— Work item —
Copy out, word for word, the part of the Nejmidin family account from "His grandfather made" up to and including "prison in Kashgar.".

— Text under study —
WASHINGTON - The story Nejmidin shared with Global Voices is that of countless Uyghur families. He was born in Kashgar, a predominantly Uyghur city in southern Xinjiang. His large family was prosperous and well-respected in the region. His grandfather, Raman Idris, was a businessman who specialized in chemical fertilizers and, and later, in property development. Nejmidin’s father, Mamutjan Raman, was also a wealthy businessman and owned an agricultural cooperative. Nejmidin family were observant Muslims who prayed five times a day and paid their yearly religious tax (zakat).

His grandfather made the pilgrimage to Mecca. Such practices had to be done quietly however, to avoid the ire of the Chinese authorities. Nejmidin remembers that in his school days, he and his fellow students were made to hold hands and pledge not to engage in religious ceremonies or practices, such as fasting and attending Friday prayers. Nonetheless, Uyghur families such as Nejmidin’s had some freedom to practice their faith quietly.

This changed suddenly and dramatically in late 2015. Nejmidin, who was already living abroad, received a tearful phone call from his mother, telling him his father had been accused of a “political crime” and sentenced to a year in prison in Aksu, a city in the south of Xinjiang. His younger brother, accused of a similar crime, had been sentenced to six months in prison in Kashgar.

— Data section —
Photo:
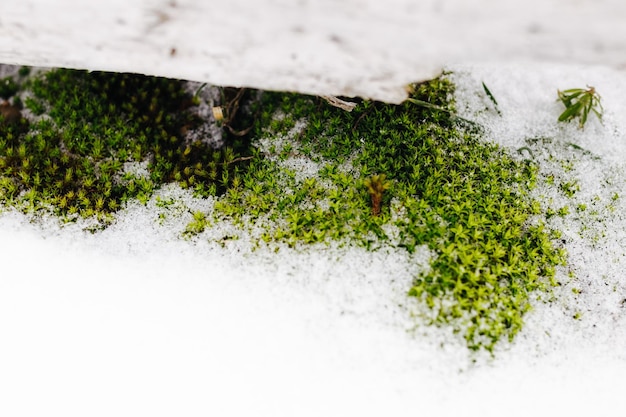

— Answer space —
His grandfather made the pilgrimage to Mecca. Such practices had to be done quietly however, to avoid the ire of the Chinese authorities. Nejmidin remembers that in his school days, he and his fellow students were made to hold hands and pledge not to engage in religious ceremonies or practices, such as fasting and attending Friday prayers. Nonetheless, Uyghur families such as Nejmidin’s had some freedom to practice their faith quietly.

This changed suddenly and dramatically in late 2015. Nejmidin, who was already living abroad, received a tearful phone call from his mother, telling him his father had been accused of a “political crime” and sentenced to a year in prison in Aksu, a city in the south of Xinjiang. His younger brother, accused of a similar crime, had been sentenced to six months in prison in Kashgar.